**Source data**
┌──

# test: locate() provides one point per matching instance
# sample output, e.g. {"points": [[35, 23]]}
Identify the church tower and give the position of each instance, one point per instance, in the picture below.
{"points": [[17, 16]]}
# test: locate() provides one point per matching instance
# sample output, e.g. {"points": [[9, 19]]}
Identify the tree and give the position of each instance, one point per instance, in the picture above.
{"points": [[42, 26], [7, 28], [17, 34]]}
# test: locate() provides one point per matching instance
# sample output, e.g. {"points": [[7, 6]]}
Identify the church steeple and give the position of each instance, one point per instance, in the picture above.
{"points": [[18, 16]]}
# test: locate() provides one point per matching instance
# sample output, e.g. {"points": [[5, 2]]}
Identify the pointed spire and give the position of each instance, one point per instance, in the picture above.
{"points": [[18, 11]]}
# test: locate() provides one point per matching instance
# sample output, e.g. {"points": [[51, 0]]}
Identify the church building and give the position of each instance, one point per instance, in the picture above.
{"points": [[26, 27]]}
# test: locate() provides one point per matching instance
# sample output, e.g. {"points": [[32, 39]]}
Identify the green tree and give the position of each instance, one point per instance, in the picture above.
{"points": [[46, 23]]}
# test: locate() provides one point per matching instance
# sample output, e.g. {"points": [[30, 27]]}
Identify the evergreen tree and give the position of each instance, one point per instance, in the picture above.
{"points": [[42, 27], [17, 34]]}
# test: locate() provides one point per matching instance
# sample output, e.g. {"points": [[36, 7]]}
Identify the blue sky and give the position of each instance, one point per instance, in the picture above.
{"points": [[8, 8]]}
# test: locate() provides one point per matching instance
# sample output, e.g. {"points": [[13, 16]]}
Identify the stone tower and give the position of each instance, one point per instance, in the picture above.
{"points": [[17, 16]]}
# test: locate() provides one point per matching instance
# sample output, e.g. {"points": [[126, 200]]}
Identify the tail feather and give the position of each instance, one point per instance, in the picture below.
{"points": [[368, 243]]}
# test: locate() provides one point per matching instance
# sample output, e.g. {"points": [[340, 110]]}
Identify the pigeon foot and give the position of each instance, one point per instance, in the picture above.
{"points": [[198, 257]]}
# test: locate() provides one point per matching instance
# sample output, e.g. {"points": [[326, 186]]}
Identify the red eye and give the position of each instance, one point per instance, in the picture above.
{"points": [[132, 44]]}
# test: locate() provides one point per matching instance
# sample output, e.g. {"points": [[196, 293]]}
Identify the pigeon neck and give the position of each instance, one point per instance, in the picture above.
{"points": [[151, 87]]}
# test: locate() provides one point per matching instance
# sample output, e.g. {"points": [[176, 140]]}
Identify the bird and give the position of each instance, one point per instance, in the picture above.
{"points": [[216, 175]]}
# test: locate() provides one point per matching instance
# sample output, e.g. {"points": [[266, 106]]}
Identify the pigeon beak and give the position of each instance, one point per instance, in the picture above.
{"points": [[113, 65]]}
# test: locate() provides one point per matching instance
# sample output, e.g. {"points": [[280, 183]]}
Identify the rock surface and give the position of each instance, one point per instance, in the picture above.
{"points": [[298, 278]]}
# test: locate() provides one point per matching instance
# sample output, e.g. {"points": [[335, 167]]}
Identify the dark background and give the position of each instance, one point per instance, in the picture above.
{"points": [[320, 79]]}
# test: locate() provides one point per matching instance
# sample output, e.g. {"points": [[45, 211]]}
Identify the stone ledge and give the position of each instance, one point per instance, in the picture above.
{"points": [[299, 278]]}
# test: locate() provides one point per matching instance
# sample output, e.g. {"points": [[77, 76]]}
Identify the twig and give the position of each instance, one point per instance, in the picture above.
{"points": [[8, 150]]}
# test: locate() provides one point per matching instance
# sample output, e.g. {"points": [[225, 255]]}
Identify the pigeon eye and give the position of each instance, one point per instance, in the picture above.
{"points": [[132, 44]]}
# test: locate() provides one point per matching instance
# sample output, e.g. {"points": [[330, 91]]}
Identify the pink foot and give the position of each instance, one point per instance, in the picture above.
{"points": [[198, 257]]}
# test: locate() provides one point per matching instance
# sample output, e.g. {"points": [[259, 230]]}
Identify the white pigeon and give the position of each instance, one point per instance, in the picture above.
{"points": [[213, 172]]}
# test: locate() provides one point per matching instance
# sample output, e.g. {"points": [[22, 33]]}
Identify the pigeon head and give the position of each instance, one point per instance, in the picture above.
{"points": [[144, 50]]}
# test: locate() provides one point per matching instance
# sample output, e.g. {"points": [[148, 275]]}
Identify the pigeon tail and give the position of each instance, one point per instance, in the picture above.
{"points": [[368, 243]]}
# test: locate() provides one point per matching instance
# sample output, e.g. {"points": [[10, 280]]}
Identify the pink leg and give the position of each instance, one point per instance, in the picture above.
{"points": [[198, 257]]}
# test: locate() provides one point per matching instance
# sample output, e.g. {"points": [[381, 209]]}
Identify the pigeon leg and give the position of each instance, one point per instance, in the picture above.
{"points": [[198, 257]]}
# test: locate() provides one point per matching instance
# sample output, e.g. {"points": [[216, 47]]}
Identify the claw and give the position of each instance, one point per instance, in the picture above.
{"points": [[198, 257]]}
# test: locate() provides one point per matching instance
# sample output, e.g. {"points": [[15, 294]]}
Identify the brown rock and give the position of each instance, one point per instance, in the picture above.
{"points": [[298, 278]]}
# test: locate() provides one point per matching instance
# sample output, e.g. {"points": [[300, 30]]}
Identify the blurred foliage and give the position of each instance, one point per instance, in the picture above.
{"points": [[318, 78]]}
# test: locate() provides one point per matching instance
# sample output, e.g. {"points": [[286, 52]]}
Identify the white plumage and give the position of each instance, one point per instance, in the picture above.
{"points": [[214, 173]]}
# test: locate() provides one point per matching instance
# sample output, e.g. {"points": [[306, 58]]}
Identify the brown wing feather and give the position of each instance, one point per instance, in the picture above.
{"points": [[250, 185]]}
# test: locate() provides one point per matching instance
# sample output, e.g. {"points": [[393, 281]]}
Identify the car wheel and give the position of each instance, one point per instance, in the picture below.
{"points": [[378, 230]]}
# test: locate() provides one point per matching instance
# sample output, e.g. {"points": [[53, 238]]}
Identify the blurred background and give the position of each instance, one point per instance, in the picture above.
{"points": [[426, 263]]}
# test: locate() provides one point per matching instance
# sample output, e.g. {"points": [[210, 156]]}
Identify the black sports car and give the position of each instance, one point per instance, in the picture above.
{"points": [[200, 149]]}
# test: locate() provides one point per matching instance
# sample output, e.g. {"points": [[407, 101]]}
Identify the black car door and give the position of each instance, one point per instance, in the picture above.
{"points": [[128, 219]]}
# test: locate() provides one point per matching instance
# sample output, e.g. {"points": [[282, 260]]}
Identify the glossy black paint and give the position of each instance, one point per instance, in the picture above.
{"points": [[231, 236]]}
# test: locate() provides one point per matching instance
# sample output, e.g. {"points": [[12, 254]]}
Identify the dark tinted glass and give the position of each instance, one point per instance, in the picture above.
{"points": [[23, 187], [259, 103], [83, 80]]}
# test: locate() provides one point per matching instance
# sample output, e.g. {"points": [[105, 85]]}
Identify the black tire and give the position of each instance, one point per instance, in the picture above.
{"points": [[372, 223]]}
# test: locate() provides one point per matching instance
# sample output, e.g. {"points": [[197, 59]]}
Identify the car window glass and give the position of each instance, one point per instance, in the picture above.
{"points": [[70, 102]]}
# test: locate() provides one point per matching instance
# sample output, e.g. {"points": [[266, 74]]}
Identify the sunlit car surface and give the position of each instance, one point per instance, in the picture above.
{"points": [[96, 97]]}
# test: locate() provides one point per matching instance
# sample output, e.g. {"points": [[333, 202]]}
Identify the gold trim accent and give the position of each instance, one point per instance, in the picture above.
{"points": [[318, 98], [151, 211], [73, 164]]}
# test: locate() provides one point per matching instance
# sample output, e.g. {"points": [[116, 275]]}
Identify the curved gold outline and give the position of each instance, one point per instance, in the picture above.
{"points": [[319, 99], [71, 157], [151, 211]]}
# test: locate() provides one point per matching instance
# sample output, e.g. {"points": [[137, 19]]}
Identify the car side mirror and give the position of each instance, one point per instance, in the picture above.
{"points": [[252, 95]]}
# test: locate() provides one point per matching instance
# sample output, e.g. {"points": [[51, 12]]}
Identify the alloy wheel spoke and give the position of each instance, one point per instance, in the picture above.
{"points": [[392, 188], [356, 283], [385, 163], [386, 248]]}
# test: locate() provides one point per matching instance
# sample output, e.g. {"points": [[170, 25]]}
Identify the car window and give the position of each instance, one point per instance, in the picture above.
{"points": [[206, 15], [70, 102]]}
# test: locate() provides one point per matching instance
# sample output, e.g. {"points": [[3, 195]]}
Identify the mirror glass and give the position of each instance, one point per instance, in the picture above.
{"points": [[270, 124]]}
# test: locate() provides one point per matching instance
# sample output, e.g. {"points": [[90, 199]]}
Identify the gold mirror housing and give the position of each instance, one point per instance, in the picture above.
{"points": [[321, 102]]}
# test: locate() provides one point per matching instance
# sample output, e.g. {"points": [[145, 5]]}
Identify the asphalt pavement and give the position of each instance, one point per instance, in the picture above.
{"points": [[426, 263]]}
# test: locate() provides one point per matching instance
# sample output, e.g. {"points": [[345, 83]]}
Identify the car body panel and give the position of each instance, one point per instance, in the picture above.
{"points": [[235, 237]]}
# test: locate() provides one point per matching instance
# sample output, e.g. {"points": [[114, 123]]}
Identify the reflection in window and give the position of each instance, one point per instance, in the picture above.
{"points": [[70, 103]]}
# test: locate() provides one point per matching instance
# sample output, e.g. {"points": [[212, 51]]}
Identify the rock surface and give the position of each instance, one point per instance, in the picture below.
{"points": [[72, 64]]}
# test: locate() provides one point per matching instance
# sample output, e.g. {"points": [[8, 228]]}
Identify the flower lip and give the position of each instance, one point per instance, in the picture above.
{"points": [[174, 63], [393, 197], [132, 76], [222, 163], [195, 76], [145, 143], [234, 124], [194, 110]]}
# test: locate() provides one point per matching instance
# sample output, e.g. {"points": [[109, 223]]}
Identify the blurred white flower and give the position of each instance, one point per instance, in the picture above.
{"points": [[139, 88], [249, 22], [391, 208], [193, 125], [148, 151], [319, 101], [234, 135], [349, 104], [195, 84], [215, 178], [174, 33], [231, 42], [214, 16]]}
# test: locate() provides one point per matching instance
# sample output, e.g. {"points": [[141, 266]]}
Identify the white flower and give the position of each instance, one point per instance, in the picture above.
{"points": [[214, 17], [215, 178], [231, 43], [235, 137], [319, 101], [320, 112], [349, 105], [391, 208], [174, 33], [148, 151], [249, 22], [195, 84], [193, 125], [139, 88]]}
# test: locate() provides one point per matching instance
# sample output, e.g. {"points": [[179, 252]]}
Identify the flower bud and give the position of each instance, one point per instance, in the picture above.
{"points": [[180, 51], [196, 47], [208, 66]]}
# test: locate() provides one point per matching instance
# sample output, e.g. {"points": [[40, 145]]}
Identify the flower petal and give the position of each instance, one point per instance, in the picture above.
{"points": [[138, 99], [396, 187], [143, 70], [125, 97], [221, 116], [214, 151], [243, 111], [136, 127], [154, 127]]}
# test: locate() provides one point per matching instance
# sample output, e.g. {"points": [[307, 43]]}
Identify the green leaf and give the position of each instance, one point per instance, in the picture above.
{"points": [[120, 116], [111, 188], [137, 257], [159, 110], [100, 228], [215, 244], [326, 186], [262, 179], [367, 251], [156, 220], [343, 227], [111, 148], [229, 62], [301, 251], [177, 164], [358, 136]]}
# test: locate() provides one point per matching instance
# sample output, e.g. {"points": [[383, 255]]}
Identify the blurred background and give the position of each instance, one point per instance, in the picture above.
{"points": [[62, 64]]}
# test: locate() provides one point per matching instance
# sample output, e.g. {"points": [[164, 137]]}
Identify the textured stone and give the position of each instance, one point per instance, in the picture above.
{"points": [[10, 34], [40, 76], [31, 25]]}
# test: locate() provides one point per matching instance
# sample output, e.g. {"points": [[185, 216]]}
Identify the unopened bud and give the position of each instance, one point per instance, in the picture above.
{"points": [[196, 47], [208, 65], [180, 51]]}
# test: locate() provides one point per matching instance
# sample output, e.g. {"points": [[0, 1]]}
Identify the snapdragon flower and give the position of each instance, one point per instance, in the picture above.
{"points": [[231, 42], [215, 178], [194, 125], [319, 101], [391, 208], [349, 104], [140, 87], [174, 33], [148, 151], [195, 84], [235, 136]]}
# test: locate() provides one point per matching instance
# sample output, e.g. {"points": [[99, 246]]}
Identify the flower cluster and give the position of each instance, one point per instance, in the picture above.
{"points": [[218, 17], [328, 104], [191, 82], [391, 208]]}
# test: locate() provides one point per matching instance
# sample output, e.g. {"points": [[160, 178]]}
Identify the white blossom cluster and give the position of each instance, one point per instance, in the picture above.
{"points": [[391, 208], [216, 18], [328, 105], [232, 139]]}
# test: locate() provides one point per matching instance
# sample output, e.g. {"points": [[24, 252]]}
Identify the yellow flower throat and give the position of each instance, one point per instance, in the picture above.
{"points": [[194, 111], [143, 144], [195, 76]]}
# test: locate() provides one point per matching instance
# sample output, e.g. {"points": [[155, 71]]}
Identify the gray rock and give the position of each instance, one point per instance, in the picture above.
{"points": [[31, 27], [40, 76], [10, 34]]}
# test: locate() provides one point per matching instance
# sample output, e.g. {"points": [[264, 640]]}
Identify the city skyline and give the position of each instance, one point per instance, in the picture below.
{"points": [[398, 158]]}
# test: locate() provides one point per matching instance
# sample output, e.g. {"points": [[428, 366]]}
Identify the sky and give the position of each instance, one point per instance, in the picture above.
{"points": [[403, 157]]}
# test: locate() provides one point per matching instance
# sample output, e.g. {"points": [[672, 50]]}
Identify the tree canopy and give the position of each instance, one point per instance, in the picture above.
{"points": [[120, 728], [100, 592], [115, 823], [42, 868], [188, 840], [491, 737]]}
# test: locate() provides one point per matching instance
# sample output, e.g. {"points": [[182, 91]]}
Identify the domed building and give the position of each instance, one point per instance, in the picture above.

└──

**EXERCISE GOAL**
Count the lines in the listing above that contain the string "rock", where case counts, and give only the number.

**CORRECT RESULT**
4